▶ [Task material]:
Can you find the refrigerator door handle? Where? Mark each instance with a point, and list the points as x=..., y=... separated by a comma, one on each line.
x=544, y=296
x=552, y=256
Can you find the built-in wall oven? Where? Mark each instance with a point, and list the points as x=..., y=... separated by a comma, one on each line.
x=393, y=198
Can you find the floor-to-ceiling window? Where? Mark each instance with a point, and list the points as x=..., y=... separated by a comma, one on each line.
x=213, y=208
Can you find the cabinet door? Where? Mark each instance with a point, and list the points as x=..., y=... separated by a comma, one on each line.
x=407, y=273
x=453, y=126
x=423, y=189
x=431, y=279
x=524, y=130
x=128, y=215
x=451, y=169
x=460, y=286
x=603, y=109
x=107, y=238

▶ [Task directions]: The response should be an exact copy of the lines from the one with "Can you find the built-in" through the end of the data, with no other text.

▶ [Result of the exercise]:
Can you find the built-in wall oven? Where? Mark each instance with a point, and list the points as x=..., y=... separated by a comma, one on each line.
x=393, y=198
Can you find the floor-to-ceiling window? Where? Mark each instance with a point, and list the points as x=..., y=... separated by a comma, one on each line.
x=213, y=208
Can you find the cabinet door? Where? Mark each instance with a point, and list the points as x=..., y=... separated by a comma, one on each line.
x=407, y=273
x=453, y=126
x=423, y=189
x=431, y=279
x=524, y=130
x=128, y=215
x=451, y=169
x=460, y=286
x=603, y=109
x=107, y=238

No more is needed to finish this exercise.